Texte d'étude ▸
━━━━━━━━━━

Les territoires littoraux et sublittoraux privilégiés par les séniors
Si l’on doit faire une analyse territoire par territoire de la population sénior, la concentration la plus importante reste dans les régions littorales (Vendée, Charente-Maritime, Landes, Morbihan…) et sublittorales (Hautes-Alpes, Charente, Alpes-de-Haute-Provence, Ardèche…). Les 75 ans ou plus y élisent domicile, tandis que les plus jeunes fuient ces régions pour leurs études ou leur carrière professionnelle. La population âgée dans ces départements devrait progresser de 52 % d’ici 2035. Hors Hexagone, les départements et régions d'Outre-mer connaissent une gérontocroissance forte, notamment à La Réunion (+69 %) et en Guyane (+170,3 %) |
Et les aidants et le personnel soignant dans tout ça ?
Le parc de logements sociaux relève également d’autres résidents. D’un côté, les aidants (16 % des occupants), qui aident leur entourage en raison d'un problème de santé, d'un handicap ou du vieillissement. Ils sont près de 760 000 d’aidants informels, dont près de 130 000 âgées de 65 ans ou plus.
Sans compter également les professionnels de l’aide à l’autonomie (infirmiers, aides-soignants, auxiliaires de vie, etc.). Les ESH en dénombrent 240 000, soit 5 % logés. Au total, ils sont 250 000 personnes, dont plus de 165 000 locataires âgés de 75 ans ou plus à recevoir l’aide d’une tierce personne. Soit 27 % d’occupants.
À partir de ces résultats, la fédération des ESH a pu identifier quelques pratiques, notamment en matière de logement. Parmi les pratiques et initiatives saluées, on retrouve la réalisation d’un diagnostic par un ergothérapeute avant travaux d’adaptation. L’élaboration d’une offre de gamme de logements abordables pour les séniors, par des acteurs comme 3F Résidences, Polylogis ou Habitat En Région est notamment évoquée.
« Ces nouvelles générations de 65 ans et plus seront aussi plus attentives et intéressées par des solutions résidentielles intermédiaires (résidences autonomies ou résidences services seniors, habitat partagé, colocation, accueil familial...), si tant est que leurs ressources financières et culturelles le permettent », est-il précisé.

━━━━━━━━━━

Enregistrements extraits ▸
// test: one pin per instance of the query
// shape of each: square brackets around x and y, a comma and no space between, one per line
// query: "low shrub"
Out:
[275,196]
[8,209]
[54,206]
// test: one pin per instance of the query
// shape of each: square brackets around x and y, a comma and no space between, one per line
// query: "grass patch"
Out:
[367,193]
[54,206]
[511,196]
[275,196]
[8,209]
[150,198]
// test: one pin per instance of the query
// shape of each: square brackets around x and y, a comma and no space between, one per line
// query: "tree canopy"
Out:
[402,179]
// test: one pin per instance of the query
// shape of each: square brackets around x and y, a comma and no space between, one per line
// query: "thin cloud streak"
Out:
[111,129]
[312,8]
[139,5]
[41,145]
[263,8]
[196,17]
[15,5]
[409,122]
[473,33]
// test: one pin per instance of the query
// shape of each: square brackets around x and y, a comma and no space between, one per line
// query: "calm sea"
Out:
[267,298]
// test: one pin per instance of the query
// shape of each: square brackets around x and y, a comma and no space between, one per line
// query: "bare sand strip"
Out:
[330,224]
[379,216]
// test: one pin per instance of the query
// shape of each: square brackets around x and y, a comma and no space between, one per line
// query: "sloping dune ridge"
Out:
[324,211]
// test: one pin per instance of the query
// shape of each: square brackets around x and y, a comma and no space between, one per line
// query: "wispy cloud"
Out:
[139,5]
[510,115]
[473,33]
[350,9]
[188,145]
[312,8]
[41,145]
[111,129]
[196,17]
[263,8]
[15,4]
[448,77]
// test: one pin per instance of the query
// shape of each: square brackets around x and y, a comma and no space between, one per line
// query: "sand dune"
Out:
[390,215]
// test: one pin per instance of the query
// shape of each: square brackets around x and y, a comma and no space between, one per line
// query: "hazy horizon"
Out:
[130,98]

━━━━━━━━━━

Questions ▸
1) D'après le texte sur la population sénior, de quel pourcentage la population âgée des départements littoraux et sublittoraux devrait-elle progresser d'ici 2035 ?
2) Recopiez le passage du texte sur la population sénior qui va de « À partir de » jusqu'à « est notamment évoquée. » inclus.

Réponses ▸
1) Elle devrait progresser de 52 %.

2)
À partir de ces résultats, la fédération des ESH a pu identifier quelques pratiques, notamment en matière de logement. Parmi les pratiques et initiatives saluées, on retrouve la réalisation d’un diagnostic par un ergothérapeute avant travaux d’adaptation. L’élaboration d’une offre de gamme de logements abordables pour les séniors, par des acteurs comme 3F Résidences, Polylogis ou Habitat En Région est notamment évoquée.